**What the task asks:**
Search term "wooden": please show all lines in the listing that contain it.

Top of Source information

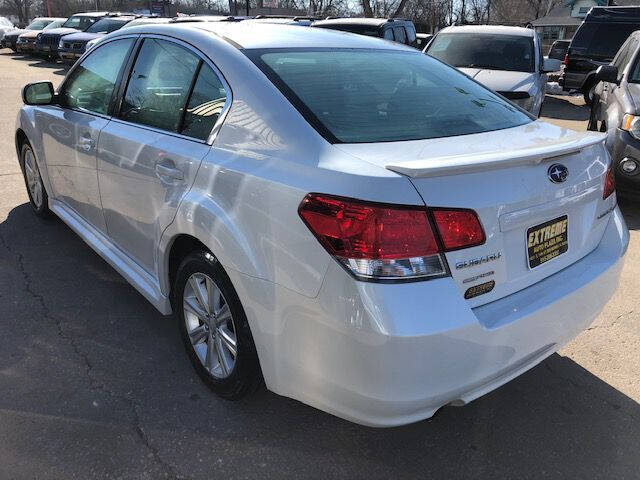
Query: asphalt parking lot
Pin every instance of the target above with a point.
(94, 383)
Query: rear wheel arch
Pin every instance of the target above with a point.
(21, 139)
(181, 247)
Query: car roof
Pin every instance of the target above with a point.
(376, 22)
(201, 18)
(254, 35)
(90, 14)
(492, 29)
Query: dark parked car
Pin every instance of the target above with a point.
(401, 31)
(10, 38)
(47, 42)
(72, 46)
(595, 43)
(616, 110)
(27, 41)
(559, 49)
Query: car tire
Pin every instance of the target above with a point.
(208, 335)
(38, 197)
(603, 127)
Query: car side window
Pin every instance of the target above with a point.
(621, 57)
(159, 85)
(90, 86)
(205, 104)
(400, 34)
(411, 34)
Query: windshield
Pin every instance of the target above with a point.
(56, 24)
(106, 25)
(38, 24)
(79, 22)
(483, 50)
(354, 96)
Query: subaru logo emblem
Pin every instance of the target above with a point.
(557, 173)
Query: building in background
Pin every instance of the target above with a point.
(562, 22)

Bottom of Source information
Top of Source information

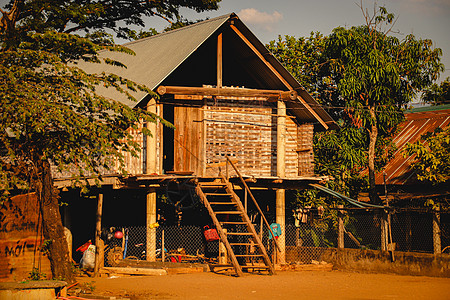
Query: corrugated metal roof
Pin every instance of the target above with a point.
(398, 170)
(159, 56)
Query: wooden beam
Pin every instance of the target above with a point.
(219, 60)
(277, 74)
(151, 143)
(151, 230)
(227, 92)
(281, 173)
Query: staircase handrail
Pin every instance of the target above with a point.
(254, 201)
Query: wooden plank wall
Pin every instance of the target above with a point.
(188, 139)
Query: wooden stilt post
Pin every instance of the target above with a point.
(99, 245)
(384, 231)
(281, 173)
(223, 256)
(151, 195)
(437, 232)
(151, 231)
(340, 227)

Bottom of Source information

**Answer for the task:**
Query: wooden beam
Query: wooden plank wall
Query: wooden stilt post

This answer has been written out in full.